Express all of the data below as a two-column CSV with the header row text,answer. Give each line of wording its own row, put the coordinate lines that follow it in the answer column, and write both fields in double quotes with line breaks replaced by spaces.
— start of Recorded information —
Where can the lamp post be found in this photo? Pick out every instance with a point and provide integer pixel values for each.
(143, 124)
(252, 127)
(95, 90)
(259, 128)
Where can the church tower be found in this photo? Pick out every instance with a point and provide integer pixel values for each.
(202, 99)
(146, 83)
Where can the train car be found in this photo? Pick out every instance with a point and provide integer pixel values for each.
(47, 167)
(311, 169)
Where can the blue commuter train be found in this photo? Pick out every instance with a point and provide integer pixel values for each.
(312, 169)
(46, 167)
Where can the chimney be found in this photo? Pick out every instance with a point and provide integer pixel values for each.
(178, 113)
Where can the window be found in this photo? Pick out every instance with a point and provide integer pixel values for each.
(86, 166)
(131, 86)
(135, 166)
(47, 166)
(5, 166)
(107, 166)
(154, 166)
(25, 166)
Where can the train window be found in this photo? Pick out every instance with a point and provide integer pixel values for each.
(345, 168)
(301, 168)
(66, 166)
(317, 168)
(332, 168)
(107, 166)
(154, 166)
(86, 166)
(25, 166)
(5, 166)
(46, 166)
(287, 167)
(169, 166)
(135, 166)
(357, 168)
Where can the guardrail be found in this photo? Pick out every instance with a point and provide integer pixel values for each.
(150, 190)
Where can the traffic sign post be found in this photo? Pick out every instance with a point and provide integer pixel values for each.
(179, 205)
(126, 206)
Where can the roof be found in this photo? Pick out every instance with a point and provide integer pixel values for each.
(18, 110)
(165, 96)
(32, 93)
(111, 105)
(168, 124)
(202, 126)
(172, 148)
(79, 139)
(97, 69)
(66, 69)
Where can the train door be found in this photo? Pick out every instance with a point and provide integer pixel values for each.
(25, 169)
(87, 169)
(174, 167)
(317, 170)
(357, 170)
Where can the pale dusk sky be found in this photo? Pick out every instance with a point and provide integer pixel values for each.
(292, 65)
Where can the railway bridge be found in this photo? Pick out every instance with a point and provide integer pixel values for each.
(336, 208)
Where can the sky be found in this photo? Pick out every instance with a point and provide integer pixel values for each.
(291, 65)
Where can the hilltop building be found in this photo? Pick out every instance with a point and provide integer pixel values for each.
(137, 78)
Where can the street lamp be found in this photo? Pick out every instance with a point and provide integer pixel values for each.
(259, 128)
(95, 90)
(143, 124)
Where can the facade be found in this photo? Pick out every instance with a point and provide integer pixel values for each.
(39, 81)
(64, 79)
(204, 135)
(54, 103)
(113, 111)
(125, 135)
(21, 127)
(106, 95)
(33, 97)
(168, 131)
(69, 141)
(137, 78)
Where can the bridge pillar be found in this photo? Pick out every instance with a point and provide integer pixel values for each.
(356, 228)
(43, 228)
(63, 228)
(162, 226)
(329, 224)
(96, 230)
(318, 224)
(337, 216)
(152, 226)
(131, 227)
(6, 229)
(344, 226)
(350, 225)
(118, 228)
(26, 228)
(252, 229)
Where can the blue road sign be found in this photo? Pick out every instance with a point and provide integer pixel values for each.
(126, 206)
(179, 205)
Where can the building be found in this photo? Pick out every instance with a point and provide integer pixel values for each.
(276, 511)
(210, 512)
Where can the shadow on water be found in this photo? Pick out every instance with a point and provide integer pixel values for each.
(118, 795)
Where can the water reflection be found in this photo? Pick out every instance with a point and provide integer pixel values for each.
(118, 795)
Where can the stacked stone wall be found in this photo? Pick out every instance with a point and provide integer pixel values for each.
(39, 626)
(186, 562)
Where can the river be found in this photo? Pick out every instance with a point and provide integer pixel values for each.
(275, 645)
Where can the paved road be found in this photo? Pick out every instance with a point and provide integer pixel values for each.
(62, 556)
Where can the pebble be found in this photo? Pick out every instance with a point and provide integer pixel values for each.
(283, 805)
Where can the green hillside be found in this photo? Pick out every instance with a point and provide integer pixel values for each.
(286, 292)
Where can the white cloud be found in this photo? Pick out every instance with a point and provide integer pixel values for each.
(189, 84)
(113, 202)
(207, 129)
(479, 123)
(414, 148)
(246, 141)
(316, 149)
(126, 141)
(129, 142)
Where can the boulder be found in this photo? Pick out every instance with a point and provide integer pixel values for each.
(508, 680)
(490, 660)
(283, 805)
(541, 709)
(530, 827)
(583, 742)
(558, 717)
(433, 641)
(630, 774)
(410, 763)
— end of Recorded information —
Answer in full:
text,answer
"Where can the lamp post be found in this photo? Pick out every instance with a point and provide integer pixel values for each.","(143, 124) (252, 127) (95, 90) (259, 128)"
"Where can the church tower be found in this photo? Pick out every instance with a point and provide integer pixel values for each.","(202, 99) (146, 83)"
"Where can the train car be found in this photo? Pick out every instance with a point and provide integer pixel values for each.","(47, 167) (311, 169)"
"Where can the blue commuter train be found in this photo? Pick out every instance with a point and provide integer pixel values for each.","(312, 169) (46, 167)"
"Where can the chimney be found in this photo? Pick out every instance with a point and provide integer pixel values for each.","(178, 113)"
"Where can the window be found in this photo? Pick out every instance with a point and provide integer pixel values for each.","(86, 166) (131, 86) (135, 166) (47, 166) (5, 166) (107, 166) (154, 166) (25, 166)"
"Where can the train window be found in this photo? Pick out every instance with a point and provide integer pixel values for each.","(345, 168) (301, 168) (66, 166) (317, 168) (332, 168) (107, 166) (154, 166) (86, 166) (25, 166) (5, 166) (46, 166) (287, 167) (169, 166) (135, 166) (357, 168)"
"Where can the guardrail be found in this photo? Pick out every instance with a point and provide integer pixel values for each.","(150, 190)"
"Where can the traffic sign post be found in this photo? Pick out every instance with a point and provide integer pixel values for each.","(179, 205) (126, 206)"
"Where can the roof be found in this photo? Pick out every instance with a point and provide integer pixel values for each.","(18, 110) (165, 96) (32, 93) (111, 105) (168, 124) (202, 126) (172, 148) (79, 139) (97, 69) (66, 69)"
"Where can the train door be found in this photo? Pick out every instance with a point and provide integer pixel values for each.","(25, 169) (87, 169) (174, 167) (317, 170) (357, 170)"
"Where can the pale dusk sky be found in this photo? Pick out every instance with a point and provide integer pixel values for each.","(292, 65)"
"Where can the railway bridge be found in this photo? Pick out every instance with a point and provide integer pixel values for each.","(336, 208)"
"Where can the sky be found in this photo? Pick out every instance with a point and provide integer pixel values for each.","(291, 65)"
"Where can the hilltop building be found in this photo? Pick out every instance with a point and provide integer pixel values for each.","(137, 78)"
"Where can the street lamp be found in this photo? Pick out every instance with a point and provide integer pixel values for each.","(259, 128) (95, 90) (143, 124)"
"Where can the facade be found in this photo? Pick out every instance with a point and provide integer pixel values for each.","(39, 81) (64, 79) (204, 135) (54, 103) (113, 111) (125, 135) (21, 127) (106, 95) (33, 97) (168, 131) (69, 141) (137, 78)"
"Where can the bridge pillar be found in this photo? Pick out every instance with a point and provide integer pixel values for each.","(356, 228) (43, 228) (63, 228) (162, 226) (329, 224) (96, 230) (318, 224) (337, 216) (152, 226) (131, 227) (6, 229) (344, 226) (350, 225) (118, 228) (26, 228) (252, 229)"
"Where can the blue road sign be found in this photo? Pick out every instance with a point and provide integer pixel values for each.","(126, 206) (179, 205)"
"Where can the building be found in this photo? Pick out every instance with a point and provide integer pixel values for each.","(276, 511) (210, 512)"
"Where can the shadow on water be found in this photo? Pick out every instance with a point and provide integer pixel values for each.","(118, 795)"
"Where can the water reflection be found in this photo? Pick out every instance with a point and provide integer pixel values for each.","(118, 795)"
"Where can the stacked stone wall be found in this photo? Pick out every instance with a point and provide integer pixel values for each.","(39, 626) (186, 562)"
"Where can the river be found in this photo? Pick out every instance with a point and provide integer pixel values for each.","(275, 645)"
"Where can the paved road be found in this photo? Pick out every instance with a point and provide integer pixel values for each.","(62, 556)"
"Where can the pebble be found in this photo? Pick out every instance with a point and provide integer pixel values for each.","(283, 805)"
"Where can the green hillside be found in this photo? Pick out every instance with a point and provide integer pixel values for each.","(286, 292)"
"Where can the white cloud be found in this photo? Pick out every instance with a point and provide integer pixel values for each.","(189, 84) (113, 202) (207, 129) (479, 123) (414, 148) (246, 141) (316, 149) (126, 141) (129, 142)"
"Where can the boulder be found in this photo? Pick out every instance with a point and provide integer pixel values for each.","(508, 680) (490, 660) (283, 805) (541, 709) (530, 827) (583, 742) (558, 717) (433, 641) (630, 774) (410, 763)"